▸ **Task objective**: Print the portion of the Detectron2 bug report between "austinmw commented 2" and "related to smdebug.", inclusive, reproducing it word for word.

[bug] Detectron2 errors when installing on PyTorch DLC

austinmw commented 2 years ago

Checklist

[X] I've prepended issue tag with type of change: [bug]
[X] (If applicable) I've attached the script to reproduce the bug
[X] (If applicable) I've documented below the DLC image/dockerfile this relates to
[X] (If applicable) I've documented below the tests I've run on the DLC image
[X] I'm using an existing DLC image listed here: https://docs.aws.amazon.com/deep-learning-containers/latest/devguide/deep-learning-containers-images.html
[] I've built my own container based off DLC (and I've attached the code used to build my own image)

Concise Description:

Detectron2 errors when being installed on top of pytorch-training container. It appears to be related to smdebug.

How to reproduce:

> nvidia-docker run -it 763104351884.dkr.ecr.us-west-2.amazonaws.com/pytorch-training:1.10.2-gpu-py38-cu113-ubuntu20.04-sagemaker
> pip install detectron2 -f https://dl.fbaipublicfiles.com/detectron2/wheels/cu113/torch1.10/index.html
> python -c "from detectron2 import model_zoo"

▸ **Data entries**:
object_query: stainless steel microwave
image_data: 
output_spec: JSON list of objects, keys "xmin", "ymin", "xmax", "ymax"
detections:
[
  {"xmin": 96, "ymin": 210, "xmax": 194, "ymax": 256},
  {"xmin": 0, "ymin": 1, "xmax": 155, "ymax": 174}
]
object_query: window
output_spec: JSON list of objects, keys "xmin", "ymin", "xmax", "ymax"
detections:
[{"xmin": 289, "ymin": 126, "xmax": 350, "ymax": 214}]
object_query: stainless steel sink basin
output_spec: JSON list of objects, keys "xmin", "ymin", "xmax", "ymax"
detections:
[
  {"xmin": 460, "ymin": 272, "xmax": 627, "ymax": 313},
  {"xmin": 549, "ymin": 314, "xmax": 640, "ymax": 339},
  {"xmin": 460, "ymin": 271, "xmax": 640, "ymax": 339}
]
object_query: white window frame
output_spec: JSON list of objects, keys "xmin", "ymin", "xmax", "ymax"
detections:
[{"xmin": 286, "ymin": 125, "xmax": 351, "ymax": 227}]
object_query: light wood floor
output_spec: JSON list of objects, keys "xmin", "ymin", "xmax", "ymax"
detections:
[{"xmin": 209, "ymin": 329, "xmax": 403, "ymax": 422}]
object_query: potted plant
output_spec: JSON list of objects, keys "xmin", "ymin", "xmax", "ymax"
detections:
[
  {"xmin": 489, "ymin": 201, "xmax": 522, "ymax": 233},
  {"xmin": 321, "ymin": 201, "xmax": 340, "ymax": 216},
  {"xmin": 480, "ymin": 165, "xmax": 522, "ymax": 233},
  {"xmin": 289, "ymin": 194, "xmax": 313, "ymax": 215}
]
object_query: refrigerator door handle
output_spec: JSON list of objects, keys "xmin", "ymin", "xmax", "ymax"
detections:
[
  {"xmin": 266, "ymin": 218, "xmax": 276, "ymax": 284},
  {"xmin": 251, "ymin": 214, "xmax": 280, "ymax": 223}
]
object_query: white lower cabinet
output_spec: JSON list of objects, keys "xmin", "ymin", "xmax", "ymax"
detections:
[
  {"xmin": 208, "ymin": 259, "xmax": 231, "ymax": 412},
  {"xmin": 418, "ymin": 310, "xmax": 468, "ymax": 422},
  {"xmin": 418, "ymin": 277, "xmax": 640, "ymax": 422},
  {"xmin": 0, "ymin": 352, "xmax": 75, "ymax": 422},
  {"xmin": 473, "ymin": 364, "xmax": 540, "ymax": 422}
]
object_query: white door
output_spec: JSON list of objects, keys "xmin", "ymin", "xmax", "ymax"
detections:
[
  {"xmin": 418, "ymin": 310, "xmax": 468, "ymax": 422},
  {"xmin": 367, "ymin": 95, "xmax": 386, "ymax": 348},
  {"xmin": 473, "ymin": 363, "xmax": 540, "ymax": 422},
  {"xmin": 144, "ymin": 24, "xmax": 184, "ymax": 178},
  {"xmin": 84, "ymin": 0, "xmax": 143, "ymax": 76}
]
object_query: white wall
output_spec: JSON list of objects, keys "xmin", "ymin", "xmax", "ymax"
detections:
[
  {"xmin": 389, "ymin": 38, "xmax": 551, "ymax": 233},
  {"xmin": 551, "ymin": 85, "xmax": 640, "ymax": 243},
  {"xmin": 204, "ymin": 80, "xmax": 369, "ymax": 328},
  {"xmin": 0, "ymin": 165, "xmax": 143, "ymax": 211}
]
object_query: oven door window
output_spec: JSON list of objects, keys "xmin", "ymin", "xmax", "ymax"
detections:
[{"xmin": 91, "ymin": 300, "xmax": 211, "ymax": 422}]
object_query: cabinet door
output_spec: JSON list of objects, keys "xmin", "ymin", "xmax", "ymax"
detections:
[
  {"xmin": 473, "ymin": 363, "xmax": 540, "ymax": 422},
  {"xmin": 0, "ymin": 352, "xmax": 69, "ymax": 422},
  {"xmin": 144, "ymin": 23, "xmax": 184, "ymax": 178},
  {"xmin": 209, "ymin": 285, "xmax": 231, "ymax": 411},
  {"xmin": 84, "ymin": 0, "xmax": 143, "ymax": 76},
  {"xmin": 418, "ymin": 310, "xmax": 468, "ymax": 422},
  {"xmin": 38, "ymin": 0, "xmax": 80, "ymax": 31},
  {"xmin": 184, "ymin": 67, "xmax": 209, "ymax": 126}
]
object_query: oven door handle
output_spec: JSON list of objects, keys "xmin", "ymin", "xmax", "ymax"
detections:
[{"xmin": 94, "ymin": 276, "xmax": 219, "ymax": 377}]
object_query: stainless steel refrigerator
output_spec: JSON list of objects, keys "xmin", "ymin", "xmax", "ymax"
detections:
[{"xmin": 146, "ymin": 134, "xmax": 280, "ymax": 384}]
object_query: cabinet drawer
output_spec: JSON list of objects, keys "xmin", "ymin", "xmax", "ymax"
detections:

▸ **Answer for the task**:
austinmw commented 2 years ago

Checklist

[X] I've prepended issue tag with type of change: [bug]
[X] (If applicable) I've attached the script to reproduce the bug
[X] (If applicable) I've documented below the DLC image/dockerfile this relates to
[X] (If applicable) I've documented below the tests I've run on the DLC image
[X] I'm using an existing DLC image listed here: https://docs.aws.amazon.com/deep-learning-containers/latest/devguide/deep-learning-containers-images.html
[] I've built my own container based off DLC (and I've attached the code used to build my own image)

Concise Description:

Detectron2 errors when being installed on top of pytorch-training container. It appears to be related to smdebug.